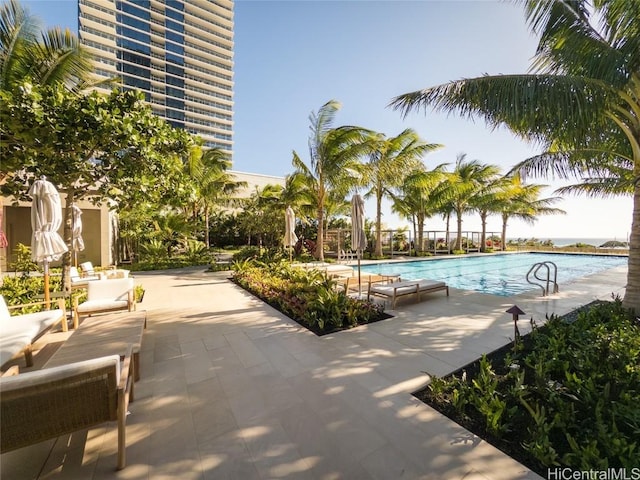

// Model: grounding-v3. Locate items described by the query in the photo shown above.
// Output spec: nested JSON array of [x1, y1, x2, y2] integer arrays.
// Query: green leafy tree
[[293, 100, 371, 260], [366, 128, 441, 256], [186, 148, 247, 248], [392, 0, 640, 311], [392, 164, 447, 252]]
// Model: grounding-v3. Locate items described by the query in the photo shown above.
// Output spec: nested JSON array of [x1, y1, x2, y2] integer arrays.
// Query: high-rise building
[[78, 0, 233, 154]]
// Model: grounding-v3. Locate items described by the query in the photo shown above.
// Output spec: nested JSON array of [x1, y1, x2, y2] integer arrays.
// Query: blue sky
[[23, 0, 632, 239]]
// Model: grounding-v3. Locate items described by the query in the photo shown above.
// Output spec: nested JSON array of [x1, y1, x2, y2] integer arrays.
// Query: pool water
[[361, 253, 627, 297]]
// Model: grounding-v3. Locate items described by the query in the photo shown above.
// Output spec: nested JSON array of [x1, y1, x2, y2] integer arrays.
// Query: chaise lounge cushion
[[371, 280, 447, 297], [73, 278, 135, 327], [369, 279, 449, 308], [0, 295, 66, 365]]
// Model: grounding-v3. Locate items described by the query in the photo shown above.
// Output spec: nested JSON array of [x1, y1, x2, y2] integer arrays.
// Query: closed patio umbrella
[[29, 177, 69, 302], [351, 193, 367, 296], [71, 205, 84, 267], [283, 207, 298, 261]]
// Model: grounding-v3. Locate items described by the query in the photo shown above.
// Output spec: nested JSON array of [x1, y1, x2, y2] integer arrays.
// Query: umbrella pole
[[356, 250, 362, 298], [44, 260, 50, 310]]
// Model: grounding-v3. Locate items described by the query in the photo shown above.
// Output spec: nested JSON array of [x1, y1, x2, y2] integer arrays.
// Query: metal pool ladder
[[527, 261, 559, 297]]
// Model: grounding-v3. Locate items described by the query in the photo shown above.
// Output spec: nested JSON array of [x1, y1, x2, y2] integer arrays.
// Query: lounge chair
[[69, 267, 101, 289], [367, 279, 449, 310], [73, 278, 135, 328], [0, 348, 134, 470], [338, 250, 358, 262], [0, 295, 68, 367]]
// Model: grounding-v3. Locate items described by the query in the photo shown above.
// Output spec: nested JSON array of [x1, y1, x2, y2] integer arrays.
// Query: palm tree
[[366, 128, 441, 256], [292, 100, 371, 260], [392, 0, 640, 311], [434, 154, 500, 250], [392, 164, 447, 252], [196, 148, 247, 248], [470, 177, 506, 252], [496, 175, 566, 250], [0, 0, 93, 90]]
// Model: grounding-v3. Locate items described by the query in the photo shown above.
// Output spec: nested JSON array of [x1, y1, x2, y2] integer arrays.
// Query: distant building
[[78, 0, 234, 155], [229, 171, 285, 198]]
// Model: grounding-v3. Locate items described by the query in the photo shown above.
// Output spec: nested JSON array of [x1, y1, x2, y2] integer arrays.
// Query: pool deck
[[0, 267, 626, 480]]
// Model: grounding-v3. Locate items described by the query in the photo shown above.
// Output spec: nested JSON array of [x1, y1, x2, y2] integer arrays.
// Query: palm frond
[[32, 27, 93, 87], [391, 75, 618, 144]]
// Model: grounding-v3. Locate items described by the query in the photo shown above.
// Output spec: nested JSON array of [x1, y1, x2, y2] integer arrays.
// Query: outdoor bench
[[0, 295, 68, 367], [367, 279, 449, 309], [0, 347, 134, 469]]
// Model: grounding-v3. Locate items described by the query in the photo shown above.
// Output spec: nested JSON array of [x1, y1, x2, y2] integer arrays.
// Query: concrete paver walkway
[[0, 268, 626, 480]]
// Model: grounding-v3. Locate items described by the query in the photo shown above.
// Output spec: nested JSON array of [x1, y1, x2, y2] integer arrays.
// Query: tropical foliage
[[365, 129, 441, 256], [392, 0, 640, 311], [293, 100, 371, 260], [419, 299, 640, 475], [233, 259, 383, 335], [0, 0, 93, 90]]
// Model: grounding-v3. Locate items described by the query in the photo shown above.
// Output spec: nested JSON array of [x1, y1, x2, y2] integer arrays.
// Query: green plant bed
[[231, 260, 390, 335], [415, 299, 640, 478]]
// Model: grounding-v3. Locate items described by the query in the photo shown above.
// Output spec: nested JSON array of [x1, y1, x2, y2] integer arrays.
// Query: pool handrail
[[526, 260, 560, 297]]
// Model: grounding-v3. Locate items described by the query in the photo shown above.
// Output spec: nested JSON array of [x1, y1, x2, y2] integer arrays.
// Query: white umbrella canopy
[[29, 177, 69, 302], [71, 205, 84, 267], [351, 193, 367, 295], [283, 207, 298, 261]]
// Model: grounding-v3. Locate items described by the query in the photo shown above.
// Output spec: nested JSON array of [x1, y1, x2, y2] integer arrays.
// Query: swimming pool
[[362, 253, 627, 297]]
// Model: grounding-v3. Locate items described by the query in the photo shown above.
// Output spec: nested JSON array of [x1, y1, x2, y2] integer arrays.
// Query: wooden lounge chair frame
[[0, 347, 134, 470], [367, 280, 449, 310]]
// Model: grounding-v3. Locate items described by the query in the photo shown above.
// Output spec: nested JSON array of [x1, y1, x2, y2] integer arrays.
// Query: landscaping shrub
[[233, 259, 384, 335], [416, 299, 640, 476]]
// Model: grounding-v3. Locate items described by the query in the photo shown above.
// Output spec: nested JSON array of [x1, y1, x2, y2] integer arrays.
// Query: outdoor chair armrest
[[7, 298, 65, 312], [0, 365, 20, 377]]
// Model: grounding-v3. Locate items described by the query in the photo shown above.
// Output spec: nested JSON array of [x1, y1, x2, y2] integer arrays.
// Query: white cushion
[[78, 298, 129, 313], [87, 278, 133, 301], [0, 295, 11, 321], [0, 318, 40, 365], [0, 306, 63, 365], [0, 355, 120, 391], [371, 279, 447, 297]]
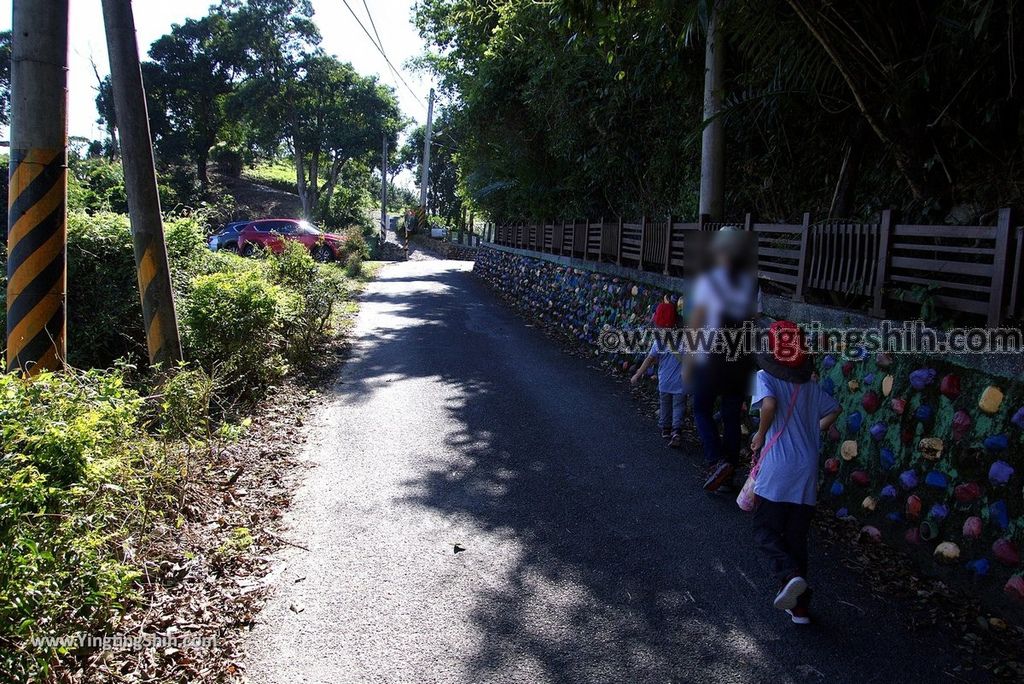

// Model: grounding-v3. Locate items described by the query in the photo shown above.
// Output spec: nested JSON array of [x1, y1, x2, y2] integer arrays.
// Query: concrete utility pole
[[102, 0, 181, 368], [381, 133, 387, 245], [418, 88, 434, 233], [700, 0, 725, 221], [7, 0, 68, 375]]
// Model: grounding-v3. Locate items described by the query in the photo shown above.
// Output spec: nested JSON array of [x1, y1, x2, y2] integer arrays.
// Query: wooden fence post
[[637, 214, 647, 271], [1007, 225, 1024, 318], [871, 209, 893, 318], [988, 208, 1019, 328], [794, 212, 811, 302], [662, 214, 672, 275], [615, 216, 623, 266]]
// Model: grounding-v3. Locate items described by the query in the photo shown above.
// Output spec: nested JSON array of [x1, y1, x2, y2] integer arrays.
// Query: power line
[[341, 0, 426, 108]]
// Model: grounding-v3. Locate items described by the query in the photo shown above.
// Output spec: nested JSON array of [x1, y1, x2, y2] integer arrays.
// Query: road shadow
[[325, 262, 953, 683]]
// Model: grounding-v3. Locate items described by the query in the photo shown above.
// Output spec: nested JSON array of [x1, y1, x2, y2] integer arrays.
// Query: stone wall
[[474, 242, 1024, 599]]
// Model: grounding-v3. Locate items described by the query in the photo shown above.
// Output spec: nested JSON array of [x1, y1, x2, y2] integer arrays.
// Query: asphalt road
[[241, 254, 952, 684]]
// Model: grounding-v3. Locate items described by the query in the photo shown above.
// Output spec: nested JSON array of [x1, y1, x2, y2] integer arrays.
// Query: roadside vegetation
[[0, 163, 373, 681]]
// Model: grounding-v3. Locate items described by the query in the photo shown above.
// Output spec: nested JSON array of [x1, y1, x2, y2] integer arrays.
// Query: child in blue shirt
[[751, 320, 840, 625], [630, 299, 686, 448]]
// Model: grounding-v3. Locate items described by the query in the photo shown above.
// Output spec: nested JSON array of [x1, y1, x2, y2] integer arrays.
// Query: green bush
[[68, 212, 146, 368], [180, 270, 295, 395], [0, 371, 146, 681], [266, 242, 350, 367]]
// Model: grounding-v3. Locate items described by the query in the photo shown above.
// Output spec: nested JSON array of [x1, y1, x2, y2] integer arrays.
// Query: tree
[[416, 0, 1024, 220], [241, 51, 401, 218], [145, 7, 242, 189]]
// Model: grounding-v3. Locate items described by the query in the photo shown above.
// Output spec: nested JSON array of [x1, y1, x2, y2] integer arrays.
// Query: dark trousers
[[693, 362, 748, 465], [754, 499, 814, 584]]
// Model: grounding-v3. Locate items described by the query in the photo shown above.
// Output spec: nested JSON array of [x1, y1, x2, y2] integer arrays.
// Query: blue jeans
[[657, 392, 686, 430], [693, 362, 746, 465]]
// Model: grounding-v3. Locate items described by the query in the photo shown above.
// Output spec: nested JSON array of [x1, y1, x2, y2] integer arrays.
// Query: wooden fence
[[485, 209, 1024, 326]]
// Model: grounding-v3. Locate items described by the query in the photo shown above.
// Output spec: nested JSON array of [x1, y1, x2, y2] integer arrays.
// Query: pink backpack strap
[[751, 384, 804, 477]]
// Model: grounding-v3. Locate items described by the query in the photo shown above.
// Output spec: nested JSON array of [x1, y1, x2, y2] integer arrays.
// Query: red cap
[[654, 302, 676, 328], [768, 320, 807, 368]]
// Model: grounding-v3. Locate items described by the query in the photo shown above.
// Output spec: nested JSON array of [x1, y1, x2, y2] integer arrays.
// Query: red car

:: Task directions ::
Collect every line in the records that contains the word "lounge", and reproduce each such line in full.

:: Solution to the exercise ::
// Query: chaise lounge cushion
// Query: lounge chair
// Query: wooden lounge chair frame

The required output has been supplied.